• Selected text
======

In response to questions raised by Parliamentarians on our statement at the Committee meeting, the CBSL Governor responded, “Obviously people who do under-invoicing or over-invoicing happens basically to evade taxes. If you have taxation, you declare low value and pay low taxes and then they keep money. Probably they keep it out or bring it here. That’s their business. We don’t know.”
The Governor of the country’s Central Bank continued to rationalise or mis-rationalise his admitted ignorance by speaking in a language which is alien to economists, saying, “Other thing is,
I don’t believe this number. Reason is if exporters are doing business here, they can’t keep that amount of money abroad.”
After hearing this, we as citizens are concerned whether the operations of the CBSL are in fact moving forward on the erroneous personal beliefs of the CBSL Governor at this time of deep economic crisis. Since the CBSL Governor ‘does not know’, we as trade unions, civil society organisations, economists and concerned professionals find the need to enlighten him, CBSL Officials and all concerned citizens the extent and dynamics of trade mis-invoicing in accelerating Sri Lanka’s economic collapse. In the following account we will critically address the misleading remarks of CBSL Governor on capital outflows through trade mis-invoicing.

======

Dataset rows:
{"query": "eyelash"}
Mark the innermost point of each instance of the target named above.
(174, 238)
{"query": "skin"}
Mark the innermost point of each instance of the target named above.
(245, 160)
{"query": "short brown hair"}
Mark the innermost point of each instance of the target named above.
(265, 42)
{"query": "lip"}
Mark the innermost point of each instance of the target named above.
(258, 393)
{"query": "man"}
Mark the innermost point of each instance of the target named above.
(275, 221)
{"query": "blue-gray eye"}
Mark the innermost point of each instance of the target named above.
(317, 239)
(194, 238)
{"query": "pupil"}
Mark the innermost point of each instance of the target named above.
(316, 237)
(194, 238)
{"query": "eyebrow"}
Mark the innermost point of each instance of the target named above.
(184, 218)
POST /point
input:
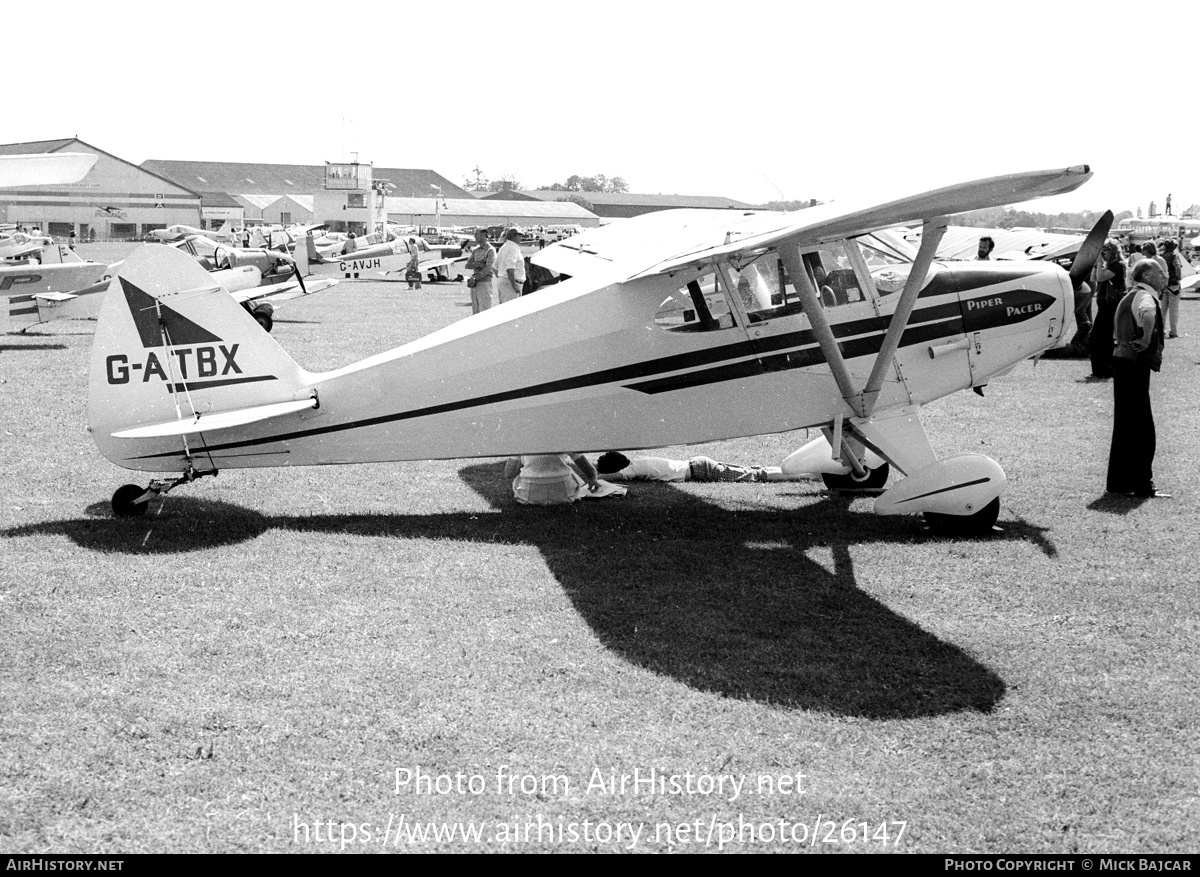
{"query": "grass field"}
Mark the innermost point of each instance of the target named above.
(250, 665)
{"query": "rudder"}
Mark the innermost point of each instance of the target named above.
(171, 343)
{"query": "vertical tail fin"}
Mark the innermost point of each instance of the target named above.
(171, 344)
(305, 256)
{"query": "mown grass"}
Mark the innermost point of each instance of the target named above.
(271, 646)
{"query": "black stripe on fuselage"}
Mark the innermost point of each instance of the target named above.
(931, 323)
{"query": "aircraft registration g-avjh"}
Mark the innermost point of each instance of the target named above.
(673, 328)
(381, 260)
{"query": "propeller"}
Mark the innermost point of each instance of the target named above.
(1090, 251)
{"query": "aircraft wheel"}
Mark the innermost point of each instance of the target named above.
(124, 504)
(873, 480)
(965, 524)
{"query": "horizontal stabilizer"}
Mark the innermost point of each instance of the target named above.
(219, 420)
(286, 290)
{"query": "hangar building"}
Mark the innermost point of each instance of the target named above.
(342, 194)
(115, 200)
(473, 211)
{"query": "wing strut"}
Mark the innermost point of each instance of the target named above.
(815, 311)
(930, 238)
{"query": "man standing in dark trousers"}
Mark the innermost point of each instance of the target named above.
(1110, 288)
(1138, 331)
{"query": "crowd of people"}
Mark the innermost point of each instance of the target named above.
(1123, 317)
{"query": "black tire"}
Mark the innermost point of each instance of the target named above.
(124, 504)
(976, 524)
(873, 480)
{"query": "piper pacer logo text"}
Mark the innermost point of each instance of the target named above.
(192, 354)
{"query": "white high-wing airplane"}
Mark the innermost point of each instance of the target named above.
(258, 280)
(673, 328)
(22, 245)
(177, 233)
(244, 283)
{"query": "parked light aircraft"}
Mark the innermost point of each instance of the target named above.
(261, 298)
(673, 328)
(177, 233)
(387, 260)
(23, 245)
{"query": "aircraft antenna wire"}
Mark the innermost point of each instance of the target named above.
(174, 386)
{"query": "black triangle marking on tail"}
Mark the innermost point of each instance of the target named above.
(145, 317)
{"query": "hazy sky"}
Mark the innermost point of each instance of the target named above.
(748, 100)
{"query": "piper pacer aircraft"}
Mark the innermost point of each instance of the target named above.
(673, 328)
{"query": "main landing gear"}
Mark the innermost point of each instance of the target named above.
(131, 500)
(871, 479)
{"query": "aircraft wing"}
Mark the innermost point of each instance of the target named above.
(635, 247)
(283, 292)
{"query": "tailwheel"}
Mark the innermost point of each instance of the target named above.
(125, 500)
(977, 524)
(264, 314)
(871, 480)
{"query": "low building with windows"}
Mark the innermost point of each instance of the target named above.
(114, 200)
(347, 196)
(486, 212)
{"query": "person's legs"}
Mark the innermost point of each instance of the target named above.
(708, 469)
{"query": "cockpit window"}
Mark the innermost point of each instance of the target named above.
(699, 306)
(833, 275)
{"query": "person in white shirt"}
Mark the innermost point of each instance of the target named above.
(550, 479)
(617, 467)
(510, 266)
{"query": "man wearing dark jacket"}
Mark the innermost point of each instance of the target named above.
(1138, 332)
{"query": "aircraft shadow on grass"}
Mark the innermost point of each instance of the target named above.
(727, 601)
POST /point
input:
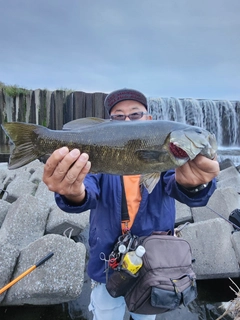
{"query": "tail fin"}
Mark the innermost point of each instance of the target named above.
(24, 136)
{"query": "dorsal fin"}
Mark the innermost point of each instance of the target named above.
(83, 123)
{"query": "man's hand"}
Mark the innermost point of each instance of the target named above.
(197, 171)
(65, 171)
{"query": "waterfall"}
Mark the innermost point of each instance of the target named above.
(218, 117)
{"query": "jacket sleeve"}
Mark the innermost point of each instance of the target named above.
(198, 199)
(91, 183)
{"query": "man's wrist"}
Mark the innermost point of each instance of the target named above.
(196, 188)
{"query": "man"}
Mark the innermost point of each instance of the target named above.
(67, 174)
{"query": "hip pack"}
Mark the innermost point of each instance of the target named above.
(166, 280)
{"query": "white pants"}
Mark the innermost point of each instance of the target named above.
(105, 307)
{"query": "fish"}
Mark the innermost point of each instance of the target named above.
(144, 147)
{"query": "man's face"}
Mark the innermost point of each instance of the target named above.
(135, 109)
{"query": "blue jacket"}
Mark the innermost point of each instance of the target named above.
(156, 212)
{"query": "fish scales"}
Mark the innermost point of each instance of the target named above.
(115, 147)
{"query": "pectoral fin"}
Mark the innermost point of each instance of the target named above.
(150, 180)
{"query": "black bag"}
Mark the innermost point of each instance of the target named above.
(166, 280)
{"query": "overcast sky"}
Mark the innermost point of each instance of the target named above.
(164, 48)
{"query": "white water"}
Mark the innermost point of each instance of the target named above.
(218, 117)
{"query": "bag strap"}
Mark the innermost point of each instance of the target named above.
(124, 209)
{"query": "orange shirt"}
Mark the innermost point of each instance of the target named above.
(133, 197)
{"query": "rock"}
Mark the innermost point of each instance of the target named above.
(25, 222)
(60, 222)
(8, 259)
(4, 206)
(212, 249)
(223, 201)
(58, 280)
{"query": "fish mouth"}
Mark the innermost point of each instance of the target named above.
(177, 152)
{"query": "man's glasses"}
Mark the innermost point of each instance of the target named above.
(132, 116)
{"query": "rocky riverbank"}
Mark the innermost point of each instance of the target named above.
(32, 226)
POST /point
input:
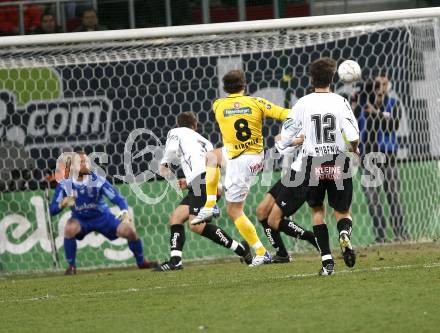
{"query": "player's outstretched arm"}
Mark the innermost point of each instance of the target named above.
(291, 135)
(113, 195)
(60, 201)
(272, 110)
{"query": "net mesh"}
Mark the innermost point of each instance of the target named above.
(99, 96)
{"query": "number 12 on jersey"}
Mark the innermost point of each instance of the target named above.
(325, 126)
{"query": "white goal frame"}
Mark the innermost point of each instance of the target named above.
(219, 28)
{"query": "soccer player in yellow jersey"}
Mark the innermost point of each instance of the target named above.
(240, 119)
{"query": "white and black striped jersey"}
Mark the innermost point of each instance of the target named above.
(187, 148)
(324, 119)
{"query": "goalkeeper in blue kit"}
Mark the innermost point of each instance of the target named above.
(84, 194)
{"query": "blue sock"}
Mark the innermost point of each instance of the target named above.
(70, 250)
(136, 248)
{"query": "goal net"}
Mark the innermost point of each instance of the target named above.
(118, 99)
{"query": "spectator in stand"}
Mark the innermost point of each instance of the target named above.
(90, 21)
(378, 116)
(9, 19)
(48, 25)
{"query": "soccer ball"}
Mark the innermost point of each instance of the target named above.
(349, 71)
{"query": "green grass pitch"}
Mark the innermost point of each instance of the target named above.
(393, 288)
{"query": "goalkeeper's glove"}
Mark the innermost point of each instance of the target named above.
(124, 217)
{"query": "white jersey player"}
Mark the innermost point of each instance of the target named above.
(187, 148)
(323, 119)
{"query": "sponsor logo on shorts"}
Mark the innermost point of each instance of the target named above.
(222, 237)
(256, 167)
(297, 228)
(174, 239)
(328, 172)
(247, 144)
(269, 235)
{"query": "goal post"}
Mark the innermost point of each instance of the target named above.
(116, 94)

======

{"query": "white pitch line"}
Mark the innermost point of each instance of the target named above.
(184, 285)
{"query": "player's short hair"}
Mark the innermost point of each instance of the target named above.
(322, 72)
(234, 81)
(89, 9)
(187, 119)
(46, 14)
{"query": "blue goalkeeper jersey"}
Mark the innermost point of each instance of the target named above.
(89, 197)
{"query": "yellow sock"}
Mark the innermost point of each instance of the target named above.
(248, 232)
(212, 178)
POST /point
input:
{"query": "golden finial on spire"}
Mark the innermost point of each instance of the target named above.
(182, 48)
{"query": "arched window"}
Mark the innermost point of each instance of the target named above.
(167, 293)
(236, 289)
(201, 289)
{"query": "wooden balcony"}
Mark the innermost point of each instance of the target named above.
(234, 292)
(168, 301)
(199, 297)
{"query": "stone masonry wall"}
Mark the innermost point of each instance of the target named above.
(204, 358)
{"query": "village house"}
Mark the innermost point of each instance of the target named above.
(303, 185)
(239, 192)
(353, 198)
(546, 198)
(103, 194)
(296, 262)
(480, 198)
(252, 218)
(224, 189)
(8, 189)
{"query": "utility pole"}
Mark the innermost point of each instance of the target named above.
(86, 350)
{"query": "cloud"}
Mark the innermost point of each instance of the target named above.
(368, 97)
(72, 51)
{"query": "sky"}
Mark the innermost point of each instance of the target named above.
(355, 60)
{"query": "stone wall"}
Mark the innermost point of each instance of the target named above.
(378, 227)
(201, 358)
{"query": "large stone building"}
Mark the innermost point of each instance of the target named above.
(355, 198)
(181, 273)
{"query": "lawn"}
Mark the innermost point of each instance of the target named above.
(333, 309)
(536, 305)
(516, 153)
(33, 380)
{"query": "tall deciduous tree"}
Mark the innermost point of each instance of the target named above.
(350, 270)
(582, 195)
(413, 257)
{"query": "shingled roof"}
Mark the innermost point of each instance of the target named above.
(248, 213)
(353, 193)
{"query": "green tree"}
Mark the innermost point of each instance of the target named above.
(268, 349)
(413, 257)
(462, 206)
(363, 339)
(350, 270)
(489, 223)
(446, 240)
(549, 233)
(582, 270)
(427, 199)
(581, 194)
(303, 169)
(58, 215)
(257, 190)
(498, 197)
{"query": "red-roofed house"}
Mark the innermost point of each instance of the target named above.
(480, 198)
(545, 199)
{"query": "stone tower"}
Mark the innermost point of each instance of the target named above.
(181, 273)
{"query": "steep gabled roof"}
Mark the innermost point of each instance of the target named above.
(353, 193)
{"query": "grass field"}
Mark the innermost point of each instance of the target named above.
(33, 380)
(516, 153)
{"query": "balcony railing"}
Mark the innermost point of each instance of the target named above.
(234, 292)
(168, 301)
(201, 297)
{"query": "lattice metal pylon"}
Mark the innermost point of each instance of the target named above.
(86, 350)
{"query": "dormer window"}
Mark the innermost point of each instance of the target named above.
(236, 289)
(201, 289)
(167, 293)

======

• List of tasks
(1) In the passage on trade mis-invoicing, which groups say they need to enlighten the CBSL Governor?
(2) Print the passage on trade mis-invoicing from "After hearing this, we" to "through trade mis-invoicing.".
The items above have nothing to do with the passage on trade mis-invoicing.

• Exercise answers
(1) Trade unions, civil society organisations, economists and concerned professionals.

(2)
After hearing this, we as citizens are concerned whether the operations of the CBSL are in fact moving forward on the erroneous personal beliefs of the CBSL Governor at this time of deep economic crisis. Since the CBSL Governor ‘does not know’, we as trade unions, civil society organisations, economists and concerned professionals find the need to enlighten him, CBSL Officials and all concerned citizens the extent and dynamics of trade mis-invoicing in accelerating Sri Lanka’s economic collapse. In the following account we will critically address the misleading remarks of CBSL Governor on capital outflows through trade mis-invoicing.